GIVEN PROBLEM: Pick out each line in the items below that contains the word "smoke", and copy those lines.

DATASET EXTRACT:
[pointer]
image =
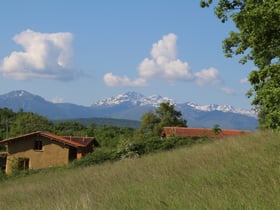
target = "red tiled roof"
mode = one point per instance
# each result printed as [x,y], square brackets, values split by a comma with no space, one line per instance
[75,142]
[200,132]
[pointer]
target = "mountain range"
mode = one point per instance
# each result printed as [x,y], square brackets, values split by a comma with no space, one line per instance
[132,106]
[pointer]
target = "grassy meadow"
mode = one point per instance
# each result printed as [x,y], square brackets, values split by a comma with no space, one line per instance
[235,173]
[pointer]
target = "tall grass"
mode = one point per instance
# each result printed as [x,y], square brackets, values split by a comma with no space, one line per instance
[234,173]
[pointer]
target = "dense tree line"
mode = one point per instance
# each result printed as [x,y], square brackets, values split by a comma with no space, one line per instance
[257,40]
[19,123]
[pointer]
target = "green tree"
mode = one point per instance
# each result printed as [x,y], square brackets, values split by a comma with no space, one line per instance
[6,117]
[216,129]
[257,40]
[165,115]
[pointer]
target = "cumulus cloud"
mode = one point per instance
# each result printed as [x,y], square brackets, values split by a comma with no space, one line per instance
[44,55]
[244,81]
[114,81]
[228,91]
[163,64]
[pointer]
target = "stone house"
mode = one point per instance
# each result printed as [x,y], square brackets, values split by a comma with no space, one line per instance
[43,149]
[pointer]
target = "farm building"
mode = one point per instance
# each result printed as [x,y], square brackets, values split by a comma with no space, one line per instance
[200,132]
[43,149]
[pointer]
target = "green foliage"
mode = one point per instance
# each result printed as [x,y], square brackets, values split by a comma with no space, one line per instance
[257,40]
[165,115]
[110,136]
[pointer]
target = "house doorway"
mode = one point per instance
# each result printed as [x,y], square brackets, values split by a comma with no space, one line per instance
[3,160]
[72,153]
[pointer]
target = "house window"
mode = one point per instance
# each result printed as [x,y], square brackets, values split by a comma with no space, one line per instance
[23,164]
[38,145]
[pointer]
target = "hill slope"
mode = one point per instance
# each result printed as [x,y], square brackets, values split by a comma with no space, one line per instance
[239,173]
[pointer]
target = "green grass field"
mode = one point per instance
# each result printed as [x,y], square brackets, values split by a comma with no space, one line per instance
[235,173]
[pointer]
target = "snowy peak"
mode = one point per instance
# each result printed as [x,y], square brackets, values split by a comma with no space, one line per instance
[17,94]
[137,99]
[133,98]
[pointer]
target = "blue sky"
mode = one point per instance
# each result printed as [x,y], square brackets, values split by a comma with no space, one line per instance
[83,51]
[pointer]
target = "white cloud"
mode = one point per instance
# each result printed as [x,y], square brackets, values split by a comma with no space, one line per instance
[244,81]
[207,76]
[114,81]
[45,55]
[164,65]
[57,100]
[228,91]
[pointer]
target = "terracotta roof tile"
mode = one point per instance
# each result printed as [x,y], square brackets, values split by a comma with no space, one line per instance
[75,141]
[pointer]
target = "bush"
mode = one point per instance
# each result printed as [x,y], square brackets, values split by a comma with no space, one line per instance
[98,156]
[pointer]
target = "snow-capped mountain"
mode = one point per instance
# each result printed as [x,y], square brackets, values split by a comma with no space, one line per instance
[132,106]
[134,98]
[138,99]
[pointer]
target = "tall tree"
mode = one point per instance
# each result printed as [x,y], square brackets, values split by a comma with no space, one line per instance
[258,40]
[165,115]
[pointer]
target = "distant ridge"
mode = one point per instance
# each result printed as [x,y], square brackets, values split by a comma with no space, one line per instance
[132,106]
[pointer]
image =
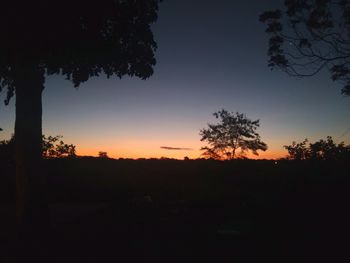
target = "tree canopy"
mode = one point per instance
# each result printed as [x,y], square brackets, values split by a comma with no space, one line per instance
[78,39]
[52,147]
[233,132]
[310,36]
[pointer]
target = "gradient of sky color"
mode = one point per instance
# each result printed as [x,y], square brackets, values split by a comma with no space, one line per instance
[211,55]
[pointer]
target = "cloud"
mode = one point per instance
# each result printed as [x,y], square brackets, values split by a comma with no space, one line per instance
[176,148]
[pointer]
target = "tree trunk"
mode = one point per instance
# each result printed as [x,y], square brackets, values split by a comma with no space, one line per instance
[31,200]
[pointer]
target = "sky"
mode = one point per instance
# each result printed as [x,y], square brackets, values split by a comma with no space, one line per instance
[211,55]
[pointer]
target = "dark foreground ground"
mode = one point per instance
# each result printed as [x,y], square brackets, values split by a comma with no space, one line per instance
[188,211]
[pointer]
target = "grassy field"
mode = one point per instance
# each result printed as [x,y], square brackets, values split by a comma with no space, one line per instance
[194,210]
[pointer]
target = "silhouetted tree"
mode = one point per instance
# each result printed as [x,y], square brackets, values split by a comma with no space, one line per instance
[103,155]
[298,151]
[234,132]
[78,39]
[319,150]
[310,35]
[52,147]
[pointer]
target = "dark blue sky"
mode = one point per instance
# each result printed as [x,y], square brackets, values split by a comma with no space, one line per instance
[211,55]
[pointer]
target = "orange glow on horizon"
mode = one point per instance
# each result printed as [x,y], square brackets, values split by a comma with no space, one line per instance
[157,152]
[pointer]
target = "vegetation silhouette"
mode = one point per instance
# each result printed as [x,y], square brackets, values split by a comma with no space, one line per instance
[52,147]
[309,36]
[233,132]
[320,150]
[78,40]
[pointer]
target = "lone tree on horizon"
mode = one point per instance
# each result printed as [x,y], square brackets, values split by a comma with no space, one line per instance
[310,36]
[77,39]
[234,132]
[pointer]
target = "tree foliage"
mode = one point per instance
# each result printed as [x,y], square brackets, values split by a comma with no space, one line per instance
[309,36]
[234,132]
[78,39]
[324,149]
[53,147]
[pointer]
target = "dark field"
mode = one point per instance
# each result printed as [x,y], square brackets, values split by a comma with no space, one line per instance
[189,211]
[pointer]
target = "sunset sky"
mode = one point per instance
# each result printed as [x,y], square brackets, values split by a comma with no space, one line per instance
[211,55]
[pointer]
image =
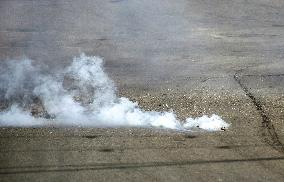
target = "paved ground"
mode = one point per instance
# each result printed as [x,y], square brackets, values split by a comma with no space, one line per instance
[196,57]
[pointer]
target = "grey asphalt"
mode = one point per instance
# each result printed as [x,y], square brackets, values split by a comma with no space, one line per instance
[195,57]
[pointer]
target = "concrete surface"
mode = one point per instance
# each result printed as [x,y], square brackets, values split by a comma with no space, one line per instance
[198,57]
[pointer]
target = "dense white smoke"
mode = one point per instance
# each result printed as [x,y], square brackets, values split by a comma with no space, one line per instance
[81,95]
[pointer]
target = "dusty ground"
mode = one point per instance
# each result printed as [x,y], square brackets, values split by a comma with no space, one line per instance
[195,57]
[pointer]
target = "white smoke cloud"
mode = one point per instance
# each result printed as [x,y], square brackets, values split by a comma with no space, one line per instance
[81,95]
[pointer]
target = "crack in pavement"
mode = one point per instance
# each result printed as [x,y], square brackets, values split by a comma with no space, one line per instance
[267,126]
[120,166]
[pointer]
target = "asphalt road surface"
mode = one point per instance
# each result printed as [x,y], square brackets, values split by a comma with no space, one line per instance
[195,57]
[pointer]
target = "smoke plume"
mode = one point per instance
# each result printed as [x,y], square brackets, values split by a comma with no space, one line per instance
[81,95]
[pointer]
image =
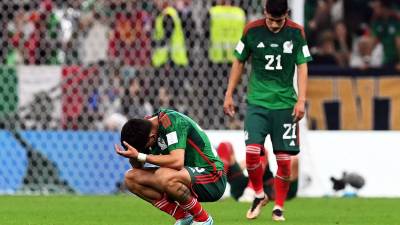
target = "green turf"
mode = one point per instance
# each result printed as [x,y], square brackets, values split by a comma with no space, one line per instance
[129,210]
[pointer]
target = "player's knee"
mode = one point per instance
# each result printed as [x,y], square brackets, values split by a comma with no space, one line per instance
[172,185]
[283,168]
[131,180]
[252,156]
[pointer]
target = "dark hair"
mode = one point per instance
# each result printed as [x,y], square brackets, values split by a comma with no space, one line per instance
[136,133]
[276,8]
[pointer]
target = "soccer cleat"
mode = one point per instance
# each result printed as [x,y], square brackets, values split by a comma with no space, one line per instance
[187,220]
[277,214]
[255,209]
[209,221]
[248,195]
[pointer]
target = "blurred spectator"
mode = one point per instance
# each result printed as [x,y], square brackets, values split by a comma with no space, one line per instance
[68,16]
[93,37]
[130,42]
[325,54]
[169,46]
[386,29]
[184,8]
[365,55]
[357,13]
[164,98]
[320,20]
[224,26]
[342,43]
[133,101]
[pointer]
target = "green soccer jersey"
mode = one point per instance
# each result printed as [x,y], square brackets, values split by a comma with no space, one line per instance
[178,131]
[273,60]
[387,31]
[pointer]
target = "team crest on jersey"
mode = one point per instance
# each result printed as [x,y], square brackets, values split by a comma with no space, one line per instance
[161,143]
[288,47]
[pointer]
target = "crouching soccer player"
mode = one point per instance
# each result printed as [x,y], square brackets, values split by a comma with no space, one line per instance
[188,171]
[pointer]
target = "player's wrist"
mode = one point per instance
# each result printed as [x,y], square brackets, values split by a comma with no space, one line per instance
[142,157]
[303,100]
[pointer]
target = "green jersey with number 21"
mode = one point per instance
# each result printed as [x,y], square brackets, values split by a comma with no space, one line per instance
[273,59]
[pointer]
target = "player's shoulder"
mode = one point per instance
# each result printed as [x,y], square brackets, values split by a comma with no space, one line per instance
[253,25]
[170,118]
[293,25]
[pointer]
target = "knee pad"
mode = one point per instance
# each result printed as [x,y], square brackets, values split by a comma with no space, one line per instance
[283,161]
[253,156]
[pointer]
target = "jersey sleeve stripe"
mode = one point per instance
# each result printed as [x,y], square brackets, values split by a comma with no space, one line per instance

SOLUTION:
target = "dense white smoke"
target = "white smoke cloud"
target = "smoke plume"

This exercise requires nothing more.